#### Text section:
____

Attention Deficit Hyperactivity Disorder
Attention Deficit Hyperactivity Disorder or ADHD has become one of the most widely diagnosed disorders particularly in children over the last decade. Typically diagnosed during the adolescent years, the signs and symptoms remain prominent throughout adolescence and often carry on through the adult years.
Unlike those with ADHD, those diagnosed with ADD or Attention Deficit Disorder often have less severe or no hyperactive symptoms and instead have symptoms that are prominent in lack of concentration or focus. Many times these two disorders share similar traits and also share in the treatments.
Most recently the medical community has divided ADHD into three different categories, each with their own unique set of symptoms. By doing so it is thought that valiant efforts can now be made to better address and treat those diagnosed with it. Across the board however, some prominent symptoms are often present regardless of which category one is diagnosed in and those symptoms are a lack of ability to concentrate or remain focused, difficulty in controlling one’s actions and behavior and acute hyperactivity and inability to pay attention to tasks as hand.
ADHD Levels and Symptoms
Level One: Those diagnosed with level one ADHD often exhibit the most severe symptoms which includes acute hyperactivity, definitive impulse control, and lack of concentration and focus. To be diagnosed as level one, the patient must exhibit at least six of the symptoms that all last for a period of time.

____

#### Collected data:
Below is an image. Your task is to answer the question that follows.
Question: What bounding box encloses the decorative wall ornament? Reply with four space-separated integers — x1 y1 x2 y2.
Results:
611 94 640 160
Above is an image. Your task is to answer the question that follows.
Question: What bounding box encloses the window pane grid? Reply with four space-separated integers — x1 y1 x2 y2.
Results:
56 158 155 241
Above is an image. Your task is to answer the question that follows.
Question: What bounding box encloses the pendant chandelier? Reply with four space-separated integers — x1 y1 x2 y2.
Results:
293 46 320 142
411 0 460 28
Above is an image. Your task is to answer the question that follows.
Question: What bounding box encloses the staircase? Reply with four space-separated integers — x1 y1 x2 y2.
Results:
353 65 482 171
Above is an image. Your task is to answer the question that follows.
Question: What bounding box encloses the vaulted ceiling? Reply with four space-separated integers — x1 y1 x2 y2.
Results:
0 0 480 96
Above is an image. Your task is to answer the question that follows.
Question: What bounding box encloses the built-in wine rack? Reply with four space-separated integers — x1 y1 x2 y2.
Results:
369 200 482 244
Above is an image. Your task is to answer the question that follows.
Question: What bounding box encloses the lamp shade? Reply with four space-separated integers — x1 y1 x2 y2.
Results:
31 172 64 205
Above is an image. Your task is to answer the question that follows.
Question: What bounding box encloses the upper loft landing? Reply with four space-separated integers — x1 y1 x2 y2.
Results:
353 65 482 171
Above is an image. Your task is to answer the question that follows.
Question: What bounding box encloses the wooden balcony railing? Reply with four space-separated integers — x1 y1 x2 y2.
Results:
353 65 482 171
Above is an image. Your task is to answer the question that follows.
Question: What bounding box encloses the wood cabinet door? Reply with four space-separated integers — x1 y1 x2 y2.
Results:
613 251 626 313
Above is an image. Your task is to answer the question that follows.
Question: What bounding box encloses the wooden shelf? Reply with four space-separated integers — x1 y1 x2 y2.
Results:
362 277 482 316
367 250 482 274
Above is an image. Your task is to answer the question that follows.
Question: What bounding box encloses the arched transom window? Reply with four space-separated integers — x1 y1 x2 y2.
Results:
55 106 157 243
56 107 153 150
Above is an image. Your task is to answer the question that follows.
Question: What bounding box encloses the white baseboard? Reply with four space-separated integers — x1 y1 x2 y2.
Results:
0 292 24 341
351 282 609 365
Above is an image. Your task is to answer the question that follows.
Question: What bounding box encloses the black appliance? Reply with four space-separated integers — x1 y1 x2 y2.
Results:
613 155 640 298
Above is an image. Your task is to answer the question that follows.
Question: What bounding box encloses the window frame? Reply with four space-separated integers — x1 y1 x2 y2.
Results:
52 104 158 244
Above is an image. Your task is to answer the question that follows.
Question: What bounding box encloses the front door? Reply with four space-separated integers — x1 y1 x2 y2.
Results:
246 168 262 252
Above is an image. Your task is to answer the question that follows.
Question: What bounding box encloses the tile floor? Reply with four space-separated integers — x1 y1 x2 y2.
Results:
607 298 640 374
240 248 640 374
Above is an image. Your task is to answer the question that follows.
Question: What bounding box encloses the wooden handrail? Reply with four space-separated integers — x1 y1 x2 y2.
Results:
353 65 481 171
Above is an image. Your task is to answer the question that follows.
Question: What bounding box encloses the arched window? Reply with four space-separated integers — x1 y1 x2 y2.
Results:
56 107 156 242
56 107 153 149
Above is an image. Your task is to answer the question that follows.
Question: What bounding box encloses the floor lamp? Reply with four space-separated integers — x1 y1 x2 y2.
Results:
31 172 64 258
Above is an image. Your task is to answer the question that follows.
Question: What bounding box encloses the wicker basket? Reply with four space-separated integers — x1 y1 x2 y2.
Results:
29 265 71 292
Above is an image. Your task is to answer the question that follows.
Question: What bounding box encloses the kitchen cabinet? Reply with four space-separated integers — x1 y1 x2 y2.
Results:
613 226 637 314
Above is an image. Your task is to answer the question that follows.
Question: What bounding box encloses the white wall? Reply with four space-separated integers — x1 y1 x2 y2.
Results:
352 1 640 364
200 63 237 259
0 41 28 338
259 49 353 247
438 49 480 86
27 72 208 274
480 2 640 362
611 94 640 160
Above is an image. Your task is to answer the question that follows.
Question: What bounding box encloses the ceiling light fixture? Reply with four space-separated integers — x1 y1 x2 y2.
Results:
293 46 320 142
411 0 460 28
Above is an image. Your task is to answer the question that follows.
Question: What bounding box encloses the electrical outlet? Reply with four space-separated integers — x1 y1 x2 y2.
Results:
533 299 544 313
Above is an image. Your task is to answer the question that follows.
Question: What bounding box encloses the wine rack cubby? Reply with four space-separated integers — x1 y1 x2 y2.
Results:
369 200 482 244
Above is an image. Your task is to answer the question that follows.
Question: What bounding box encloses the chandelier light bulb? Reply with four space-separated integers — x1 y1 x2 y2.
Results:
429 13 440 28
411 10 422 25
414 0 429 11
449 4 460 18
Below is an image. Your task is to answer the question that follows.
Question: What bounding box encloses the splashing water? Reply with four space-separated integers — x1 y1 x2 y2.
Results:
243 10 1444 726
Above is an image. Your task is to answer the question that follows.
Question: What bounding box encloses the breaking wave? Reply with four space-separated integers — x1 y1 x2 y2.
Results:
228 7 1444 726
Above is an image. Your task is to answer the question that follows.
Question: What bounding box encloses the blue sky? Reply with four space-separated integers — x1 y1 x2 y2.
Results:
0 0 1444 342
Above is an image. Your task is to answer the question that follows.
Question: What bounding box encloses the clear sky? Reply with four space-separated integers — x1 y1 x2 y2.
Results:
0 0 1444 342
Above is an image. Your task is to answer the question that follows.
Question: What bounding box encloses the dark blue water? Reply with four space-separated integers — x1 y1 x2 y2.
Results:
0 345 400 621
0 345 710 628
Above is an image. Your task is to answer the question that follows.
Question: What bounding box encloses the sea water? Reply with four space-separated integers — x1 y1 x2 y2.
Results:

____

#### Set of tasks:
(A) List the symptoms that the ADHD text says are often present no matter which category a person is diagnosed in.
(B) Using the ADHD text, answer each question on its own line, marked (i), (ii) and (iii):
(i) During what years is ADHD typically diagnosed?
(ii) Into how many categories has the medical community divided ADHD?
(iii) At least how many symptoms must a patient exhibit to be diagnosed as level one?
(C) Write the next part of the ADHD text, picking up after its last sentence.

#### Answer list:
(A)
- Lack of ability to concentrate or remain focused
- Difficulty in controlling one's actions and behavior
- Acute hyperactivity
- Inability to pay attention to tasks at hand

(B)
(i) The adolescent years
(ii) Three
(iii) Six

(C)
Level Two: Those diagnosed as level two will have fewer than the six predominant symptoms and also have high levels and instances of inattention as well as exhibit difficulty in impulse control and have trouble concentrating and focusing, but usually the symptoms are present to a lesser degree than in level one patients.
Level Three: Those who fall into the level three category may have mixed symptoms, however most of them will be defined in the inattentive realms, so lack of focus and concentration will be prominent though they can also have some of the hyperactivity and impulse traits as well but usually to a lesser degree.
Although the subtypes have been created and defined as a way to specify different treatment options and models, it is still widely found that a large number of children will often have a combination of symptoms and still register across all three sub categories, making diagnosis and treatment more challenging.